TASK DESCRIPTION:
Write out the records below again, switching each "single point" to "single marker" and changing nothing else. Leave the pictures out.

DATA SECTION:
════════
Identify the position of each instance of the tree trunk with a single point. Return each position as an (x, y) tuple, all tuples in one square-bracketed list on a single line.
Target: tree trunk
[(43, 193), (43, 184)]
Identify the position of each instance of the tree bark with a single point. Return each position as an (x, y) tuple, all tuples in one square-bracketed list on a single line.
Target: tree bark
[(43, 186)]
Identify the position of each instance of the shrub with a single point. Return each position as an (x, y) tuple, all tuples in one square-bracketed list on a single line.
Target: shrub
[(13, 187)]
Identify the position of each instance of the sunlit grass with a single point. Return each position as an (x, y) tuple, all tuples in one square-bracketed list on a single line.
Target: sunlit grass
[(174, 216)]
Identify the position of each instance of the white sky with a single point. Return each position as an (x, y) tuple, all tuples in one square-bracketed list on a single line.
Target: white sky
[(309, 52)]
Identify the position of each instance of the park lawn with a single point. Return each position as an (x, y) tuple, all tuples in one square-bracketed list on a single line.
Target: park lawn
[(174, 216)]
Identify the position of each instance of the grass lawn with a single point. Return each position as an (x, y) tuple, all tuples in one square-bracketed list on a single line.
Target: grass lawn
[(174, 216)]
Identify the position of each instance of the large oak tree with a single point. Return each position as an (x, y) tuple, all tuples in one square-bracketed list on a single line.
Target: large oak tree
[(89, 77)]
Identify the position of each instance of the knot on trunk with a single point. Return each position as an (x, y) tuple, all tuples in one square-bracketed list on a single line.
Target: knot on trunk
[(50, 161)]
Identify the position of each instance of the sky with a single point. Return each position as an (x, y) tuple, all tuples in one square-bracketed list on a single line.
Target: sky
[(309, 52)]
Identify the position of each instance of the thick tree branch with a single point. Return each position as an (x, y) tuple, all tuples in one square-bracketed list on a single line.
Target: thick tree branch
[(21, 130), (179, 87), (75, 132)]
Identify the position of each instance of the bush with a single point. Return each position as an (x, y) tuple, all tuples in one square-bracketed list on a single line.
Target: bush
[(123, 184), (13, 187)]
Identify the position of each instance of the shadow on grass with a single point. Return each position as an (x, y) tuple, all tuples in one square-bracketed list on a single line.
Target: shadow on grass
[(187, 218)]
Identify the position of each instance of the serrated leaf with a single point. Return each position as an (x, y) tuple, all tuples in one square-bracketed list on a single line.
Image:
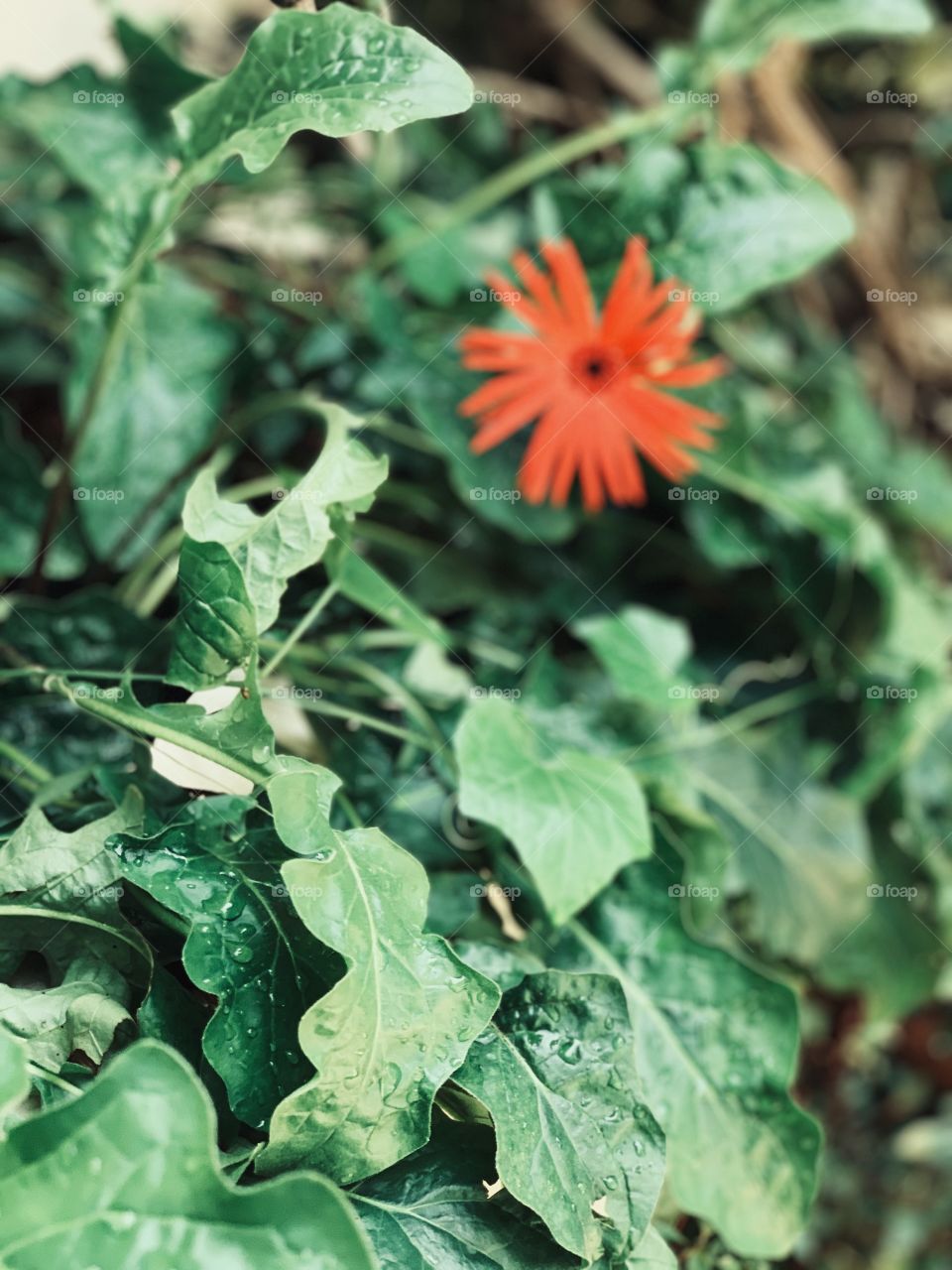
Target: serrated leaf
[(236, 735), (157, 412), (131, 1166), (748, 223), (14, 1080), (574, 818), (716, 1051), (431, 1211), (797, 848), (338, 71), (367, 587), (245, 945), (60, 893), (737, 35), (556, 1071), (398, 1024), (235, 564), (41, 865), (77, 1016), (643, 651)]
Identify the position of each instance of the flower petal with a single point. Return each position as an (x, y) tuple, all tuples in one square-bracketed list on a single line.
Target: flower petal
[(574, 290)]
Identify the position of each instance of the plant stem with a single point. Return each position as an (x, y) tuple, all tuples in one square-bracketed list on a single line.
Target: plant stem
[(24, 762), (390, 729), (742, 720), (531, 169)]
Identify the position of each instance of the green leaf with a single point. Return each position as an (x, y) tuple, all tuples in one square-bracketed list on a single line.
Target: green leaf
[(398, 1024), (556, 1071), (371, 589), (574, 818), (245, 945), (77, 1016), (431, 1211), (60, 894), (236, 735), (45, 866), (14, 1080), (131, 1166), (652, 1254), (794, 847), (23, 502), (643, 652), (737, 35), (157, 411), (235, 566), (336, 72), (746, 223), (214, 630), (96, 136), (716, 1051)]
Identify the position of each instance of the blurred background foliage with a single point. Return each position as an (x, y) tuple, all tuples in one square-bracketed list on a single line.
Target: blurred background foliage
[(820, 570)]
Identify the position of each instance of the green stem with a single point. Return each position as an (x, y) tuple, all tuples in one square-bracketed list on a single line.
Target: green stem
[(531, 169), (390, 729), (395, 689), (40, 1074), (145, 725), (24, 762), (348, 808), (742, 720), (309, 617)]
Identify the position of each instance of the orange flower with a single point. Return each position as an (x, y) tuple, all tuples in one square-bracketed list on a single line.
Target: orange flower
[(594, 382)]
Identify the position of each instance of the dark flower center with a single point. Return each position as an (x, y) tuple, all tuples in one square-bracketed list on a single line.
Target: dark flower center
[(595, 366)]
════════
RESULT OF THE TASK:
Identify the position of each instance of the tree trunk with a single marker. Return each position as an (x, y) tuple, all tuples in one square-bracketed list on a single line.
Target: tree trunk
[(43, 193), (43, 184)]
Identify the position of each instance of the tree bark with a single marker. Return each position as an (x, y) tuple, all tuples in one square-bracketed list on a single line.
Target: tree bark
[(43, 186)]
Identify the position of each instance of the shrub with a single marker. Return each position as an (x, y) tuple, all tuples in one square-bracketed list on a single line.
Target: shrub
[(13, 187)]
Identify the position of each instance of the sunlit grass with a single marker. Return each position as an (x, y) tuple, all tuples in one square-bracketed list on a single line.
Target: sunlit grass
[(174, 216)]
Identify the position of each instance of the white sky with a single marker. Return each position as an (x, y) tuple, all tuples in one square-bracketed list on a single line.
Target: white sky
[(309, 52)]
Identify the position of each instance of the park lawn with a single marker. Return each position as an (x, y) tuple, all tuples in one square-bracketed list on a single line.
Target: park lawn
[(174, 216)]
Identify the position of each instance of the grass lawn with a single marker. Return each position as an (x, y) tuple, all tuples in one square-bracketed list on a single line.
Target: grass lawn
[(174, 216)]
Identify the position of each instance of the large oak tree with a single marker. Return each position as an (x, y) tuple, all tuples in one square-bracketed list on a single line.
Target: large oak tree
[(89, 77)]
Identify the position of each instance of the knot on trunk with a single marker. Return each position as an (x, y) tuple, all tuples in one square-bracketed list on a single line.
Target: knot on trunk
[(50, 161)]
Identify the position of each instance of the sky with a single marker. Return each position as an (x, y) tuple, all tuples in one square-bracketed list on a single line.
Target: sky
[(309, 52)]
Identify the position of each instance of the thick tree branch with a single marker. Return each position as an (x, y) tuple, all tuples in one square-bracketed list on a single line.
Target: thick tree branch
[(21, 130), (179, 87), (75, 132)]
Identify the position of each instance of the bush with a single marker. Return each position as an (x, y) tuple, all tuples in one square-bracketed list on a single line.
Target: bush
[(123, 184), (13, 187)]
Identify the position of each instance of the shadow on grass with a single marker. Return each position as an (x, y) tuple, all tuples in one square-bracketed list on a single line.
Target: shadow on grass
[(187, 218)]
Identify the position of each instance of the serrated leaf with a single marker. Return each position as an (x, y) tuple, all tuples in one square-bracketed list on a single line.
Image:
Target: serrated leaf
[(236, 735), (157, 412), (131, 1166), (748, 223), (14, 1080), (574, 818), (716, 1051), (431, 1211), (797, 848), (338, 71), (367, 587), (245, 945), (60, 893), (737, 35), (556, 1071), (398, 1024), (235, 564), (41, 865), (77, 1016), (643, 651)]
Identify the position of each instance of the flower petal with a single marker. Return each position as an (x, y) tuple, all tuples in one square-bracketed list on a single line.
Target: flower petal
[(574, 290)]
Identify the position of each instance of the plant stem with a single marker. Return each position as an (x, y) tuple, all tuples in one square-bracketed list on a single line.
Target: plant stem
[(24, 762), (390, 729), (742, 720), (531, 169)]
Identify the position of each instance of the green leaf with a single marker. Return each position as an (x, y) tuple, all tuples in one square-bracketed list on a single line.
Target: green leaf
[(398, 1024), (556, 1071), (371, 589), (574, 818), (245, 945), (77, 1016), (431, 1211), (60, 894), (236, 735), (45, 866), (14, 1080), (131, 1166), (652, 1254), (794, 847), (23, 502), (643, 652), (737, 35), (157, 411), (235, 566), (336, 72), (746, 223), (214, 630), (96, 136), (716, 1051)]
Identify the position of each instance of the blurred background foliage with a single marker. Return each position as an (x, y) tuple, all tuples in one square-bracketed list on a single line.
Target: blurred background foliage
[(820, 570)]
Identify the position of each instance of the green stem with a single marker. Return each position as an (x, y) tuple, all tuples in one square-bracketed list on a single line.
Target: green stem
[(531, 169), (390, 729), (395, 689), (40, 1074), (145, 725), (24, 762), (348, 808), (742, 720), (309, 617)]
Identify the position of each instance of the orange flower with a single marker. Return each position as an (x, y) tuple, all tuples in one square-bracketed list on a single line.
Target: orange flower
[(594, 382)]
Identify the position of each instance of the dark flower center with a single marker. Return each position as an (x, y) tuple, all tuples in one square-bracketed list on a single line.
Target: dark flower center
[(595, 366)]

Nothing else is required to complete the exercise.